> TRY IT:
Quote these lines exactly: the one that holds "Doubt it, but the cream" and every line after it to the end of the material below. Skip pictures.

> DATASET RECORDS:
# # # # # # #

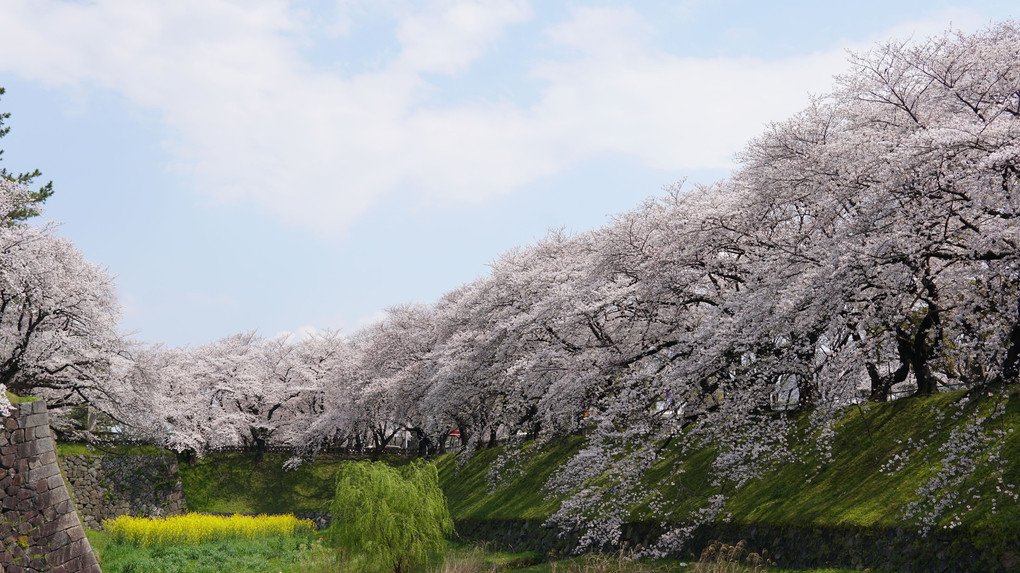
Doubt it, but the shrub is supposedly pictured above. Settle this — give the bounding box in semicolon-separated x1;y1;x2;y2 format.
104;513;315;546
328;459;453;573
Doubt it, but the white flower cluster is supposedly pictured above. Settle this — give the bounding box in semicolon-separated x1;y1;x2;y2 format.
904;397;1014;535
0;383;10;418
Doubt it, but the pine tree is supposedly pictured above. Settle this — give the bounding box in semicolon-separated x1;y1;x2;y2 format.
0;87;53;221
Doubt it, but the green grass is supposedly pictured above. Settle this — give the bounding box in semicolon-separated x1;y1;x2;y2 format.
438;436;586;520
87;532;863;573
443;541;546;569
57;442;170;456
436;390;1020;539
86;528;337;573
4;391;39;403
178;453;353;514
723;390;1020;534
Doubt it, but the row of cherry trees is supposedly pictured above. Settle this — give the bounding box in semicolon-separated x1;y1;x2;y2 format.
107;23;1020;459
4;22;1018;550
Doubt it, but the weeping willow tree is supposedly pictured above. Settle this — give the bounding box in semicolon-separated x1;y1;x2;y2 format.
329;459;453;573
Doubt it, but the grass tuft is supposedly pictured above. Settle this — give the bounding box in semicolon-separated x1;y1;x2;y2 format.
4;391;39;403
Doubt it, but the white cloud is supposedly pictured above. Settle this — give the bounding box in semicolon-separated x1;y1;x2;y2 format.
395;0;532;74
0;1;990;236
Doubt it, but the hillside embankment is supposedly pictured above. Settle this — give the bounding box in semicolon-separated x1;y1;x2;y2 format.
435;390;1020;572
73;390;1019;571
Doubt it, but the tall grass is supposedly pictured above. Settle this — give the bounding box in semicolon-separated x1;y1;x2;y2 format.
104;513;315;546
688;540;770;573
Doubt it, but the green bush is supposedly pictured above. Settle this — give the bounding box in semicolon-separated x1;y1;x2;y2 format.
329;459;453;573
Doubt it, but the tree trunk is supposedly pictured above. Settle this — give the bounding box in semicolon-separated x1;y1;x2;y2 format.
1000;300;1020;384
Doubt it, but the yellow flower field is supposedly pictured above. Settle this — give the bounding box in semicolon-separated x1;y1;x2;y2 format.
104;513;316;546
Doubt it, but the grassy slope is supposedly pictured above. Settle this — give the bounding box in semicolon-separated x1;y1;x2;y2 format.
437;390;1020;538
178;453;415;514
439;436;586;521
725;390;1020;534
173;390;1019;540
177;453;345;514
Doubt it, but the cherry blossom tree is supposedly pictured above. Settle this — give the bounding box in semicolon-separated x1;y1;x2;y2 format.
0;179;120;418
540;22;1020;552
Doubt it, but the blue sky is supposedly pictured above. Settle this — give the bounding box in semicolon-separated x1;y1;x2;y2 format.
0;0;1015;346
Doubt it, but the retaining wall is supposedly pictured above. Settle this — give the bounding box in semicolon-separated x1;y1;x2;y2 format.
454;519;1020;572
0;401;101;573
60;454;185;530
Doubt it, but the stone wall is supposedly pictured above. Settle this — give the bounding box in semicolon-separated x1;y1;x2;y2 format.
60;454;185;530
454;519;1020;572
1;401;101;573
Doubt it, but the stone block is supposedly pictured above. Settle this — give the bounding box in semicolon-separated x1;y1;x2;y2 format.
23;413;49;429
31;477;50;494
48;473;67;491
40;487;70;508
36;446;57;464
16;441;37;458
50;540;76;568
49;528;71;550
29;513;44;529
40;511;78;537
4;417;18;431
27;461;58;482
34;437;54;455
54;498;73;515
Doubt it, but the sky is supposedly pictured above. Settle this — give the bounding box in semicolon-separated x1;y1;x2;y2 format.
0;0;1015;346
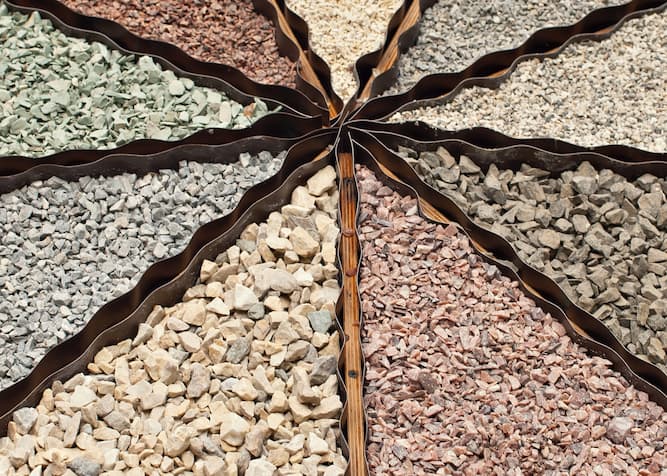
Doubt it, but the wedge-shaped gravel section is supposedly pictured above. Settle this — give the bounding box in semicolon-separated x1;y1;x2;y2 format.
397;145;667;367
0;7;273;157
386;0;623;94
0;152;285;390
357;165;667;474
0;165;346;475
62;0;296;87
285;0;403;101
391;11;667;152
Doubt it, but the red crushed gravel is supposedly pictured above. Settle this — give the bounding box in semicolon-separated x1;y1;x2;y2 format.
62;0;296;87
356;165;667;476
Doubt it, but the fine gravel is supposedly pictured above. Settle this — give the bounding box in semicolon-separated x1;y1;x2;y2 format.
386;0;624;94
0;152;285;390
62;0;296;87
397;144;667;368
391;10;667;152
0;6;273;157
285;0;403;101
357;165;667;475
0;165;345;475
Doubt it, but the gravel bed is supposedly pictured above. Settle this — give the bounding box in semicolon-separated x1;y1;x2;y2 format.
0;152;286;390
386;0;624;95
0;6;272;157
62;0;296;87
0;165;345;475
285;0;403;101
357;165;667;474
391;10;667;152
396;145;667;368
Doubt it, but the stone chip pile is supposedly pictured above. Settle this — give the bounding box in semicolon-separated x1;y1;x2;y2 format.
0;165;346;476
0;152;285;390
386;0;623;94
285;0;403;100
397;145;667;367
357;165;667;474
0;5;273;157
391;10;667;152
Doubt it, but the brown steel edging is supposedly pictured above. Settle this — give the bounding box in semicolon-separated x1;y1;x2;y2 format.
351;0;667;122
4;0;327;120
349;127;667;409
353;0;436;104
0;130;339;432
0;114;323;192
348;120;667;164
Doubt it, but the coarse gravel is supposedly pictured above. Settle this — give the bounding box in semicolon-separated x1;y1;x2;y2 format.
396;144;667;368
390;10;667;152
62;0;297;87
357;165;667;475
0;165;345;475
386;0;624;95
0;5;273;157
285;0;403;101
0;151;285;390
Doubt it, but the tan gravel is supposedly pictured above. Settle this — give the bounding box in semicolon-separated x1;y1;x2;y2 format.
285;0;403;101
357;165;667;475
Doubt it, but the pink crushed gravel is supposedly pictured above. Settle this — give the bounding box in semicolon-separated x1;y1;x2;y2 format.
356;165;667;476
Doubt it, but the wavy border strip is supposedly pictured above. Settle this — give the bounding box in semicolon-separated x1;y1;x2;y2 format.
352;0;667;123
350;127;667;409
0;131;338;430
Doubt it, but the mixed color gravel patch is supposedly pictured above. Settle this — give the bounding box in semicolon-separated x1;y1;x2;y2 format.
62;0;296;87
0;165;345;475
0;152;285;390
386;0;624;94
391;10;667;152
357;165;667;475
285;0;403;101
0;6;272;157
396;145;667;368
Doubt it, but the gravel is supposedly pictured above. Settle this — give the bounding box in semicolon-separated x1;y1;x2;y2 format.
0;6;273;157
285;0;403;101
398;144;667;367
386;0;624;94
62;0;296;87
391;10;667;152
0;165;345;475
357;164;667;475
0;151;285;390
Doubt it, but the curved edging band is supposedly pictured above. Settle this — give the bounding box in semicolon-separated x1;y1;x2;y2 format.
0;131;340;431
0;114;323;193
350;127;667;410
352;0;667;122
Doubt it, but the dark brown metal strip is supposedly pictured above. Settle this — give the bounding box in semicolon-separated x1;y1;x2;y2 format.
0;114;323;191
349;127;667;410
348;120;667;164
4;0;327;119
351;0;667;122
0;131;338;432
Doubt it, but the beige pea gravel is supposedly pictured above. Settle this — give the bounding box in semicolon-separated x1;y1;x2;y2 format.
390;10;667;152
286;0;403;101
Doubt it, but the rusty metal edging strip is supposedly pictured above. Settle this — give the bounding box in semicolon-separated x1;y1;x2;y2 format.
0;114;323;191
349;127;667;410
351;0;667;122
0;131;338;432
335;133;368;476
348;120;667;164
3;0;327;124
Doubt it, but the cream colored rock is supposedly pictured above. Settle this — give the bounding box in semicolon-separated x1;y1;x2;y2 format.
219;414;250;447
306;166;337;196
290;227;320;257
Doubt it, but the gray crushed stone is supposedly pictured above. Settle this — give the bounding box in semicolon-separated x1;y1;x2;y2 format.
391;10;667;152
0;151;285;389
397;144;667;370
386;0;625;95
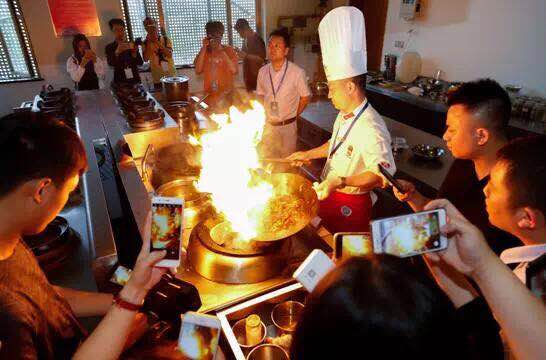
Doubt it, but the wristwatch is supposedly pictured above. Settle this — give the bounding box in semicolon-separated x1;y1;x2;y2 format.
113;292;142;312
339;176;347;188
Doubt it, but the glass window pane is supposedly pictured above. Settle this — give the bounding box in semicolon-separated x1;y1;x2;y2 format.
0;0;37;82
123;0;258;66
230;0;257;49
162;0;228;66
124;0;147;40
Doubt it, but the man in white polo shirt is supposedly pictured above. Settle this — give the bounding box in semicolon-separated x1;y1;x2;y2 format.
287;6;396;233
256;28;311;159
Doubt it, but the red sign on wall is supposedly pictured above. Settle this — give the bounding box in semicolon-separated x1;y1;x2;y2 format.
47;0;102;37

# # # # # # #

> TASK RESPONSE:
Doubt it, but the cream colored rock is supposedly pictured above. Settle this — give the bounding box in semicolon-separated x1;y1;x2;y2 format.
219;414;250;447
306;166;337;196
290;227;320;257
Doubt it, but the gray crushed stone is supposedly pictured above. Settle this — give the bounding box in semicolon-separated x1;y1;x2;y2 format.
391;10;667;152
0;151;285;389
397;144;667;370
386;0;625;95
Doubt it, but the wristwatch is supposedly pictured above. Settle this — give the bounding box in semicolon-separated x1;y1;x2;y2 format.
113;292;142;312
339;176;347;188
Doubt it, but the glass window pane is supposedly pictured above. Settle this — give the bounding box in semicolon-separated x1;y1;x2;y2 format.
0;0;37;82
123;0;258;66
230;0;257;49
162;0;228;66
124;0;147;40
Doubt it, but the man in white polo shirt is supposedly pictured above. Settle this — give the bounding box in semicolon-separated x1;y1;x2;y2 format.
287;6;396;233
256;28;311;159
Doubt it, but the red sign on wall is supposedly pictured above. Settle this — give the bounding box in semicolon-separated x1;y1;x2;y2 format.
47;0;102;37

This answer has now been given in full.